Exercise requirements>
Lines from the one with "Find the large" through the end of the records, and no others, are what the answer should contain, copied exactly; please keep pictures out.

Supplied data>
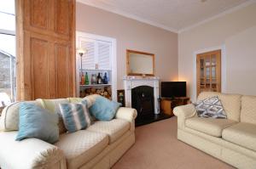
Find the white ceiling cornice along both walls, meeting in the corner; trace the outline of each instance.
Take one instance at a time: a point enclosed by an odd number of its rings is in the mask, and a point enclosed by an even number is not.
[[[184,27],[184,28],[179,29],[179,30],[177,30],[175,28],[172,28],[172,27],[169,27],[169,26],[166,26],[166,25],[162,25],[162,24],[160,24],[158,22],[154,22],[152,20],[143,19],[142,17],[138,17],[138,16],[136,16],[134,14],[128,14],[128,13],[126,13],[124,11],[121,11],[121,10],[119,10],[117,8],[108,8],[108,7],[102,6],[102,5],[98,4],[98,3],[84,2],[84,0],[77,0],[77,2],[84,3],[86,5],[89,5],[89,6],[92,6],[92,7],[95,7],[95,8],[101,8],[101,9],[106,10],[108,12],[111,12],[111,13],[114,13],[114,14],[119,14],[119,15],[125,16],[126,18],[130,18],[132,20],[138,20],[138,21],[143,22],[145,24],[153,25],[153,26],[159,27],[161,29],[164,29],[166,31],[172,31],[174,33],[182,33],[183,31],[189,31],[190,29],[193,29],[193,28],[195,28],[195,27],[197,27],[199,25],[203,25],[203,24],[205,24],[205,23],[207,23],[207,22],[209,22],[211,20],[215,20],[215,19],[217,19],[219,17],[222,17],[225,14],[230,14],[230,13],[236,11],[236,10],[239,10],[241,8],[245,8],[245,7],[247,7],[250,4],[256,3],[256,0],[249,0],[249,1],[245,2],[245,3],[241,3],[240,5],[238,5],[238,6],[234,7],[234,8],[230,8],[230,9],[228,9],[228,10],[226,10],[226,11],[220,13],[220,14],[214,15],[214,16],[208,18],[207,20],[202,20],[200,22],[195,23],[194,25],[189,25],[189,26]],[[96,2],[96,1],[94,1],[94,2]]]

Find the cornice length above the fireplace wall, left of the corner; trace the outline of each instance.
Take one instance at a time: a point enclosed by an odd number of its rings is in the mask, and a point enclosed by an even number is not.
[[[174,29],[172,27],[169,27],[169,26],[166,26],[166,25],[162,25],[162,24],[154,22],[152,20],[143,19],[143,18],[138,17],[138,16],[136,16],[134,14],[125,13],[125,12],[119,10],[119,9],[106,8],[106,7],[103,7],[102,5],[98,5],[96,3],[84,2],[83,0],[77,0],[77,2],[84,3],[86,5],[89,5],[89,6],[92,6],[92,7],[95,7],[95,8],[101,8],[103,10],[107,10],[108,12],[111,12],[111,13],[114,13],[114,14],[119,14],[119,15],[125,16],[126,18],[130,18],[132,20],[138,20],[138,21],[143,22],[143,23],[148,24],[148,25],[154,25],[155,27],[159,27],[159,28],[164,29],[166,31],[172,31],[174,33],[178,32],[177,29]]]

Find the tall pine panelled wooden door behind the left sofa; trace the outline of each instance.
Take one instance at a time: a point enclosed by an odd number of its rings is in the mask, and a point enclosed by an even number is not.
[[[75,1],[16,0],[17,99],[75,96]]]

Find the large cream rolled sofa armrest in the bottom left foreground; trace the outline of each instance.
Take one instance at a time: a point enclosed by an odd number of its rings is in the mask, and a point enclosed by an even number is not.
[[[61,149],[37,138],[15,141],[17,132],[0,132],[0,167],[66,169]]]

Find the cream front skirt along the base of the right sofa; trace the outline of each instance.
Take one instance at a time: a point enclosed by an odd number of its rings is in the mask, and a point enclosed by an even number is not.
[[[206,138],[204,138],[204,135]],[[215,138],[204,133],[197,135],[182,129],[177,129],[177,139],[231,166],[241,169],[255,169],[256,167],[256,158],[253,157],[256,153],[253,152],[253,150],[242,148],[221,138]],[[242,153],[242,151],[245,153]]]

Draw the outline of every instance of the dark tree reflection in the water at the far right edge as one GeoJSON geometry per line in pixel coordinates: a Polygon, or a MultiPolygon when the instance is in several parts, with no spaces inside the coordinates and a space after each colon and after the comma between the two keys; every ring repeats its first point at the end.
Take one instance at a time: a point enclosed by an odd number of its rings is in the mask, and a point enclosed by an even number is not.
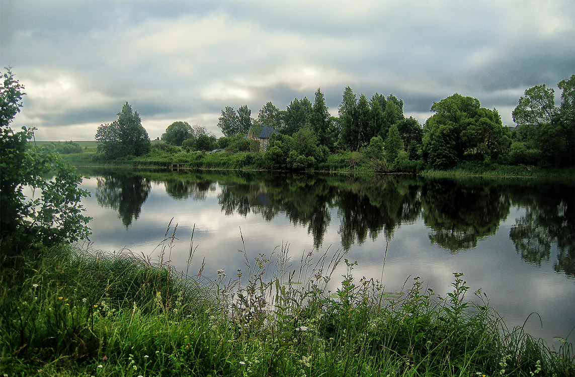
{"type": "Polygon", "coordinates": [[[551,245],[557,244],[553,269],[575,276],[575,191],[564,183],[531,187],[519,191],[516,203],[526,214],[516,220],[509,237],[523,260],[540,265],[549,260],[551,245]]]}

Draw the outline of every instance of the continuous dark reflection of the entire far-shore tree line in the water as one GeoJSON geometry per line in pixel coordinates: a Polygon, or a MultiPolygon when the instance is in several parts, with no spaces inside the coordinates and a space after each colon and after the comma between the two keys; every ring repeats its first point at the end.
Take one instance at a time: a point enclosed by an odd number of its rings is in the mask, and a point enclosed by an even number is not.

Answer section>
Find the large cream rolled sofa armrest in the bottom left foreground; trace the outline of each instance.
Take one instance at a time: a point enclosed by an odd number of its rings is in the mask, and a point enclosed by an even number is not.
[[[61,149],[37,138],[15,141],[17,132],[0,132],[0,167],[66,169]]]

Find the cream front skirt along the base of the right sofa; trace the outline of each instance.
Take one instance at a time: a point enclosed by an odd number of its rings is in the mask, and a point enclosed by an even number is not.
[[[206,138],[204,138],[204,135]],[[215,138],[204,133],[197,135],[182,129],[177,129],[177,139],[231,166],[241,169],[255,169],[256,167],[256,158],[253,157],[256,153],[253,152],[253,150],[242,148],[221,138]],[[242,153],[242,151],[245,153]]]

Draw the outline of every instance of the dark tree reflection in the water at the far right edge as one GeoJSON geometry per line in pixel coordinates: a Polygon, or a MultiPolygon when the instance is in several parts, with no spaces inside the coordinates and a space after each colon and after the comma between the two keys; every ring repeats its first point at the end.
Take one instance at a time: a point enclosed by an odd number of its rings is in the mask, and a point enclosed by an even number is not.
{"type": "Polygon", "coordinates": [[[551,245],[557,244],[553,269],[575,276],[575,191],[564,183],[531,187],[519,191],[516,203],[526,214],[516,220],[509,237],[523,260],[540,265],[549,260],[551,245]]]}

Draw the outline of every instance of the continuous dark reflection of the entire far-shore tree line in the water as one GeoJSON geometry per line in pixel coordinates: a Polygon, or a MultiPolygon when the instance is in several parts, with no spaces inside the coordinates and a space after each colon and after the comma between the two keys; every ring repeats its first point at the end.
Take one instance at a time: a point enclosed by an odd number of its rings is in the mask, and a point enclosed by an even number is not.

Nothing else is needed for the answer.